** START OF Input material **
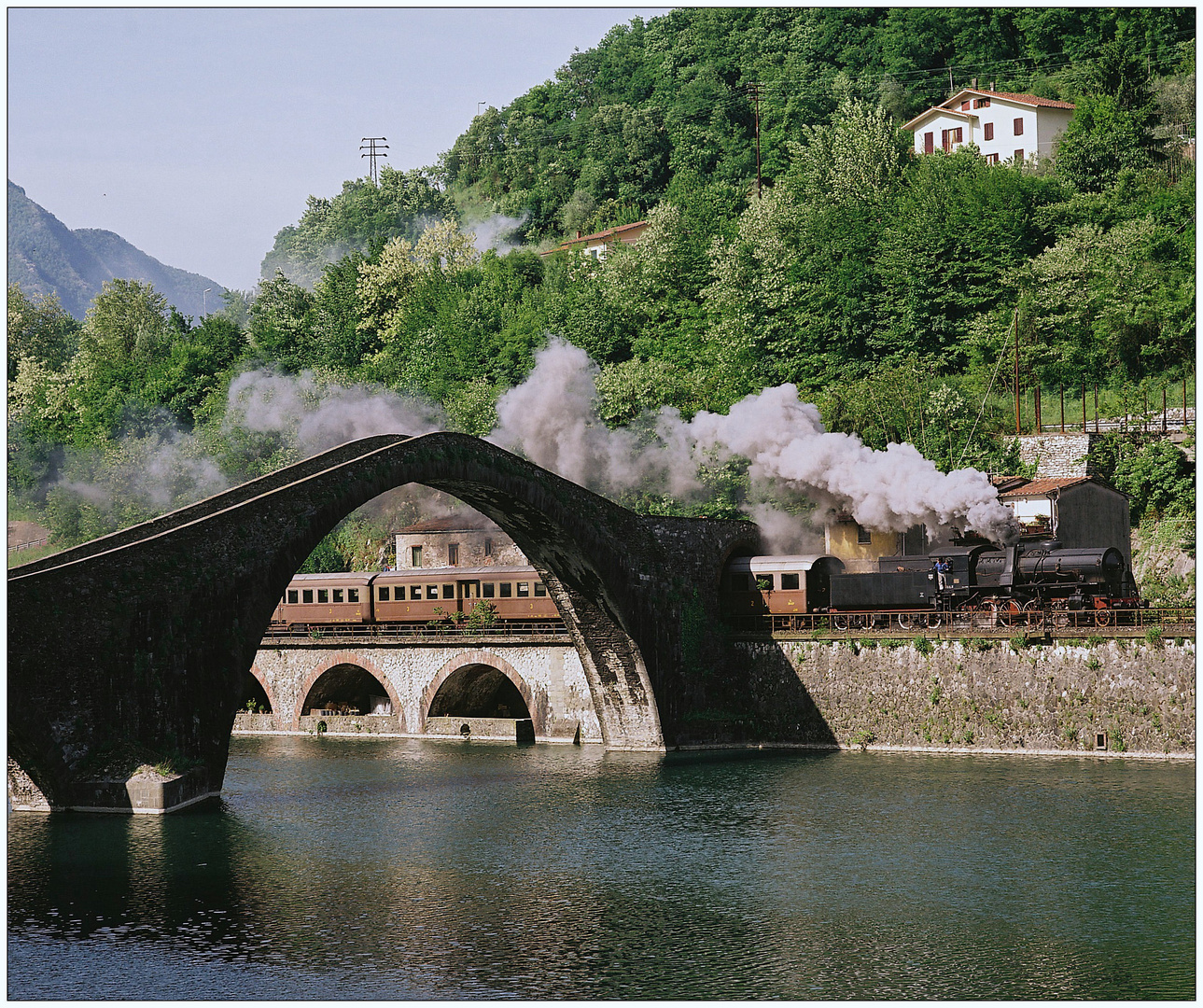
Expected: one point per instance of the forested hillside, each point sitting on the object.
(888, 287)
(45, 257)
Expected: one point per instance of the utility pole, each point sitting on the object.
(754, 91)
(1015, 325)
(373, 152)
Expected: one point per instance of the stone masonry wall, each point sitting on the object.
(1058, 456)
(1052, 698)
(553, 675)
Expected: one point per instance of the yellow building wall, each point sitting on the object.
(859, 557)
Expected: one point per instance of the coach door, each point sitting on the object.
(467, 595)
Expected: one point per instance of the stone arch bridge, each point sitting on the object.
(138, 641)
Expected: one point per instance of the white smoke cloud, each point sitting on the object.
(553, 419)
(158, 471)
(315, 416)
(495, 232)
(888, 491)
(787, 534)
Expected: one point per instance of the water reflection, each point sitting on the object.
(403, 869)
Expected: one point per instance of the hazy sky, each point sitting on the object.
(198, 133)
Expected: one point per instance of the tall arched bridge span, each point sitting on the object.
(141, 638)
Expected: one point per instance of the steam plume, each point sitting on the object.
(315, 417)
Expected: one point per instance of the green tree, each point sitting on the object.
(38, 329)
(282, 323)
(1157, 479)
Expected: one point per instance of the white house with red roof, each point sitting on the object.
(1004, 126)
(599, 243)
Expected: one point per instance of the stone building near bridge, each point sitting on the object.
(463, 539)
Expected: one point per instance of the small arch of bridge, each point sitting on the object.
(486, 659)
(353, 659)
(265, 684)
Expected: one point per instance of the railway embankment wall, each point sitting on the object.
(996, 696)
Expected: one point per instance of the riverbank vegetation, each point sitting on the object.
(890, 288)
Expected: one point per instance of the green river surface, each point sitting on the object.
(400, 869)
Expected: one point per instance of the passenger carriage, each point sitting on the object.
(785, 588)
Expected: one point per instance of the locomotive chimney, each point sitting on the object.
(1007, 579)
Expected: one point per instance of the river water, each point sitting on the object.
(385, 869)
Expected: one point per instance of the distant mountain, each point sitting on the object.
(46, 257)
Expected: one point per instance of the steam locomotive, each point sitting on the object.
(1000, 584)
(787, 592)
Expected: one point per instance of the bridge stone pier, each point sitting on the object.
(138, 642)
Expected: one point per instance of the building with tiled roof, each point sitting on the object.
(1004, 126)
(463, 539)
(1081, 511)
(600, 242)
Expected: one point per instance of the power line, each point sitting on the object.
(373, 152)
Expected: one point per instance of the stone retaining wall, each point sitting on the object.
(987, 695)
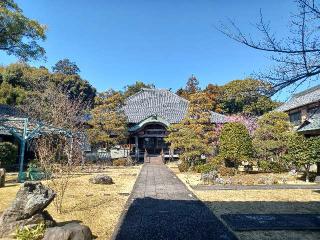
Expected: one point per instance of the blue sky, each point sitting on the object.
(116, 43)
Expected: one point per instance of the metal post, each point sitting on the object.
(23, 141)
(136, 140)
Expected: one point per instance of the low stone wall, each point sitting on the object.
(2, 177)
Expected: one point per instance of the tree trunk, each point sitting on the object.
(307, 173)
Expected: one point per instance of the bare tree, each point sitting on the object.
(58, 152)
(296, 57)
(58, 156)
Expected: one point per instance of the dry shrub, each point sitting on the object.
(58, 156)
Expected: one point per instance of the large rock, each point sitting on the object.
(70, 231)
(101, 179)
(28, 208)
(2, 177)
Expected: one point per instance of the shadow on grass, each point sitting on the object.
(150, 219)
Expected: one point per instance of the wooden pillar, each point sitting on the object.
(2, 177)
(136, 141)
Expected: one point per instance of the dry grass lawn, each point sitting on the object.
(98, 206)
(260, 201)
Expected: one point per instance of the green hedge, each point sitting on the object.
(235, 144)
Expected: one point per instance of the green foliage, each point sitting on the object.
(31, 233)
(108, 122)
(248, 95)
(130, 90)
(20, 81)
(270, 138)
(205, 168)
(194, 135)
(184, 166)
(192, 86)
(304, 152)
(226, 171)
(11, 95)
(19, 35)
(8, 153)
(214, 93)
(65, 66)
(272, 166)
(235, 144)
(75, 86)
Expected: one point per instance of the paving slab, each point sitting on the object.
(162, 207)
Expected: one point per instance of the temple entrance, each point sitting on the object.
(153, 145)
(148, 137)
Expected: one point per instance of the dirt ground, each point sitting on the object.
(259, 201)
(98, 206)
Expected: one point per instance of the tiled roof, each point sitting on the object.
(9, 111)
(308, 96)
(162, 103)
(311, 124)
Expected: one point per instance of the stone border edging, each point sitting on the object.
(125, 209)
(253, 187)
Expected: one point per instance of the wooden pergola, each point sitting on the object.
(23, 129)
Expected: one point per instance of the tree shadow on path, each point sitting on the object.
(149, 218)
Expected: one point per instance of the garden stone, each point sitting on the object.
(101, 179)
(28, 208)
(2, 177)
(70, 231)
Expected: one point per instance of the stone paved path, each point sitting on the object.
(161, 207)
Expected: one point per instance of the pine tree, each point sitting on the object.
(108, 122)
(194, 135)
(192, 85)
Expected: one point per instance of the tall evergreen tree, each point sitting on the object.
(194, 135)
(108, 122)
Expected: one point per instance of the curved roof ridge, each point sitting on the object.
** END OF Input material **
▶ [Required task] Write out again every line from the one holding "Expected: one point per instance of the wooden pillar, each" through the end of the rows, both ends included. Keep the requests unchanged, but add 147 to every coordinate in the answer points.

▶ [In response]
Expected: one point per instance of the wooden pillar, each point sitting on the object.
(149, 324)
(283, 288)
Expected: one point per instance of the dry grass lawn, each point sitting on the object.
(245, 353)
(407, 348)
Expected: one point per instance of the green hedge, each point sitting on the object.
(382, 291)
Expected: one point per instance of the green foliage, each point sitting on the object.
(178, 380)
(255, 269)
(395, 242)
(277, 237)
(167, 228)
(417, 285)
(352, 315)
(341, 282)
(331, 313)
(339, 233)
(451, 299)
(373, 318)
(158, 242)
(166, 182)
(155, 300)
(361, 240)
(212, 213)
(419, 313)
(382, 291)
(222, 233)
Expected: one point per instance of the paving slab, each point sitting on the object.
(309, 354)
Expected: one point per instance of the temple entrance, each point sitting on the object.
(300, 292)
(295, 284)
Expected: one point per instance of the dirt ground, each point sitting on the object.
(406, 348)
(245, 353)
Expected: one point per instance of the tiled roof, each point sitting on the object.
(156, 258)
(455, 243)
(309, 250)
(458, 271)
Expected: one point per instance of the stone border edging, each point sitting on the object.
(272, 356)
(400, 334)
Expected: one point per instance of the wooden pergola, each point sitting on the object.
(170, 276)
Expected: one point per instance of the tree shadow on path, each point sitting on the object.
(296, 365)
Expected: one point per instance of the garden stone, each point sitting on the object.
(248, 326)
(175, 355)
(149, 324)
(217, 378)
Expected: one point per instance of the stone paved path, each point sitting on the object.
(308, 354)
Expected: one point per instance of the pine tree, each point sitting on the object.
(255, 269)
(341, 282)
(339, 232)
Expected: one point per instance of the tall evergreen tree, each point sitting on the object.
(341, 282)
(255, 269)
Expected: one point per instance of the curved roof ridge, each point sitting on the object.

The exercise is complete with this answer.